§ **FRAGMENT TEKSTU**
Dziury w liściach funkii – 6 sposobów na ślimaki

Najczęściej dziury w liściach funkii wygryzają ślimaki nagie, rzadziej – skorupowe. Sieją spustoszenie zwłaszcza podczas deszczowej pogody. Oto kilka sposobów, jak z nimi walczyć.

Dziury w liściach funkii najczęściej wyjadają ślimaki bezskorupowe. Fot. Niepodlewam

Funkie (hosty) to mało wymagające byliny. Rzadko atakują je szkodniki. Najczęściej są to ślimaki nagie jak:

  • Pomrowik plamisty (pomrowik siatkowany)
  • Pomrowik mały
  • Pomrowik polny

Rzadziej funkie zjadają ślimaki skorupowe.

Objawy żerowania ślimaków na funkiach to nieregularne dziury w liściach i wygryzione krawędzie. W skrajnych przypadkach liście są tak zniszczone, że zostają tylko ogonki i grubsze nerwy.

§ **ZADANIA DO WYKONANIA**
[1] Wypisz z tekstu o ślimakach na funkiach wszystko od słów „Dziury w liściach funkii –” w dół aż do słów „zjadają ślimaki skorupowe.”.
[2] Streść tekst o ślimakach na funkiach w dwóch zdaniach.
[3] Podaj wszystkie gatunki ślimaków nagich, które tekst o ślimakach na funkiach wymienia z nazwy.

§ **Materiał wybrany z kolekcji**
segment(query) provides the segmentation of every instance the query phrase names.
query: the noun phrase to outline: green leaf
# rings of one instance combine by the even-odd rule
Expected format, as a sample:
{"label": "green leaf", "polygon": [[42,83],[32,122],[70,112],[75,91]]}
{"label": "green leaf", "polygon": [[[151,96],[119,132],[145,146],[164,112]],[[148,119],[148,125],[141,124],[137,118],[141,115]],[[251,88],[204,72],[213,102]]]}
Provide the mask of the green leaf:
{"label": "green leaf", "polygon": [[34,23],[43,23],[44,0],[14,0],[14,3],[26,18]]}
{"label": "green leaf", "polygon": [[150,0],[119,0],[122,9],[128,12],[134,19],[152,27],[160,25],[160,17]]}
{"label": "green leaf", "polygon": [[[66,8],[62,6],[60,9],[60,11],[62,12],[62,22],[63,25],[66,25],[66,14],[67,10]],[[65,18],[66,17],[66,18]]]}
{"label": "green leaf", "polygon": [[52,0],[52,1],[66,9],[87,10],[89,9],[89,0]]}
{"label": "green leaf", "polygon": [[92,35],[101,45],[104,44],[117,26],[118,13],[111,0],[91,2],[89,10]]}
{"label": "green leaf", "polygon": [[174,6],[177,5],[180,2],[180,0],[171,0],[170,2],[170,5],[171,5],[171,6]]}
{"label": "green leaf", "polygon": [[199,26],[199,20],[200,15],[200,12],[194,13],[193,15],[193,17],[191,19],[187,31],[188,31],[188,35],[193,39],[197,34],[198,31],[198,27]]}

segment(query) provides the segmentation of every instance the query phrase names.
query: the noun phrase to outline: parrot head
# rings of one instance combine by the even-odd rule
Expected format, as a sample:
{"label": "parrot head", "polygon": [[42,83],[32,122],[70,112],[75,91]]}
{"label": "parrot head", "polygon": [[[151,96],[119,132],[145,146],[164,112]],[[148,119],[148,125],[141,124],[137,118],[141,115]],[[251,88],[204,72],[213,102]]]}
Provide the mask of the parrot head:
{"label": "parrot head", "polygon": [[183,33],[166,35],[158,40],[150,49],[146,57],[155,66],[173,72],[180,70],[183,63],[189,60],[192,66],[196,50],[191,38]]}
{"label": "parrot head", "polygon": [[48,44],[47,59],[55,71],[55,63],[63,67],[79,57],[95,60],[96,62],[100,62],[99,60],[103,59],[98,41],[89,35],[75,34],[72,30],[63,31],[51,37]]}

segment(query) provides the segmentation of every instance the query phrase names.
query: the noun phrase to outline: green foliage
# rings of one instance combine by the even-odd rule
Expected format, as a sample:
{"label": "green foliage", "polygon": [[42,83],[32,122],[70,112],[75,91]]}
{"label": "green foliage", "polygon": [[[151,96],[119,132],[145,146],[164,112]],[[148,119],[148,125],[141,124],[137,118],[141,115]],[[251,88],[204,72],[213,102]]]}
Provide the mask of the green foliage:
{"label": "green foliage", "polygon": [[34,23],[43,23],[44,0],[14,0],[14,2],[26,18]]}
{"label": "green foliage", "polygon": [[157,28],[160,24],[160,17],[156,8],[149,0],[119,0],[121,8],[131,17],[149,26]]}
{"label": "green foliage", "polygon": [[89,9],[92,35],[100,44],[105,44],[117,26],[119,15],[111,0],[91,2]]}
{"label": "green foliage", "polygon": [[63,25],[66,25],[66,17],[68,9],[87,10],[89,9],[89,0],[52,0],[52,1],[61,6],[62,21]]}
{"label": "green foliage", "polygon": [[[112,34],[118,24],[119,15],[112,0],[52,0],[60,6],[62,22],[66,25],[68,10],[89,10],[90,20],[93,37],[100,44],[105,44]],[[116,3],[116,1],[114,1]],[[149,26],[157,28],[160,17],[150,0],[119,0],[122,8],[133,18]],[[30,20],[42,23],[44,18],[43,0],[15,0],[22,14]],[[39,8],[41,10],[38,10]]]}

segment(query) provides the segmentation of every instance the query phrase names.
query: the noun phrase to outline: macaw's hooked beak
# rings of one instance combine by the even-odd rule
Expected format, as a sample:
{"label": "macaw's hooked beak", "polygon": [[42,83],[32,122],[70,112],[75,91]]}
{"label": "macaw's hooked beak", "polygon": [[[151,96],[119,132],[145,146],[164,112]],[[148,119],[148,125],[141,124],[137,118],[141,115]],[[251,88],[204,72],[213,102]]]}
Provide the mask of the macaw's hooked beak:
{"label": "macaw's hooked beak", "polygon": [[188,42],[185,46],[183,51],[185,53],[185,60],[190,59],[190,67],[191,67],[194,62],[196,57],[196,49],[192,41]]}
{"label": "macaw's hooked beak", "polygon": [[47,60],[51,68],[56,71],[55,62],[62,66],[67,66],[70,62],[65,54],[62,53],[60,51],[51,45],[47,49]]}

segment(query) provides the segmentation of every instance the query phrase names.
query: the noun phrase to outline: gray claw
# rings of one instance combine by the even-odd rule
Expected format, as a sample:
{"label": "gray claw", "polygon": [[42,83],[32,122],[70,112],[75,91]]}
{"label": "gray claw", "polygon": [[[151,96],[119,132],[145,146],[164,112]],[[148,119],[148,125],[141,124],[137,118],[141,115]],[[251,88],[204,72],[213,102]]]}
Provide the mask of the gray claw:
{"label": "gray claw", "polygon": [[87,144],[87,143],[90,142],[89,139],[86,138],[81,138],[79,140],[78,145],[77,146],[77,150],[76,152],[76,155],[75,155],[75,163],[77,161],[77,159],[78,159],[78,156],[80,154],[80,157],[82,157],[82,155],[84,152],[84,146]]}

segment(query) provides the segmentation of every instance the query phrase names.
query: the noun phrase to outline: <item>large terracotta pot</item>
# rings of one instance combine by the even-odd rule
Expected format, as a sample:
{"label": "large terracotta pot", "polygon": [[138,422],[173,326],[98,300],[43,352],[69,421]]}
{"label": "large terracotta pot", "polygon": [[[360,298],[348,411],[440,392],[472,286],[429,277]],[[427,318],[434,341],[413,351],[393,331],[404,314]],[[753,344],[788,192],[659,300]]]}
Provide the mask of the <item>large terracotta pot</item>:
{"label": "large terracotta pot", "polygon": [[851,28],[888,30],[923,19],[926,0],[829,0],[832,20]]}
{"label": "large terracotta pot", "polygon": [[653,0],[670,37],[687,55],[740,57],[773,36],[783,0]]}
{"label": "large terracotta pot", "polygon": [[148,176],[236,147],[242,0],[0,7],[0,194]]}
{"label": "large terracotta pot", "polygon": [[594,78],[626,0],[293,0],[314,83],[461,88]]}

§ **WYNIKI**
[1]
Dziury w liściach funkii – 6 sposobów na ślimaki

Najczęściej dziury w liściach funkii wygryzają ślimaki nagie, rzadziej – skorupowe. Sieją spustoszenie zwłaszcza podczas deszczowej pogody. Oto kilka sposobów, jak z nimi walczyć.

Dziury w liściach funkii najczęściej wyjadają ślimaki bezskorupowe. Fot. Niepodlewam

Funkie (hosty) to mało wymagające byliny. Rzadko atakują je szkodniki. Najczęściej są to ślimaki nagie jak:

  • Pomrowik plamisty (pomrowik siatkowany)
  • Pomrowik mały
  • Pomrowik polny

Rzadziej funkie zjadają ślimaki skorupowe.

[2] Dziury w liściach funkii wygryzają najczęściej ślimaki nagie, a rzadziej skorupowe, przy czym szkody są największe podczas deszczowej pogody. Objawami żerowania są nieregularne dziury w liściach i wygryzione krawędzie, a w skrajnych przypadkach z liści zostają tylko ogonki i grubsze nerwy.

[3]
- Pomrowik plamisty (pomrowik siatkowany)
- Pomrowik mały
- Pomrowik polny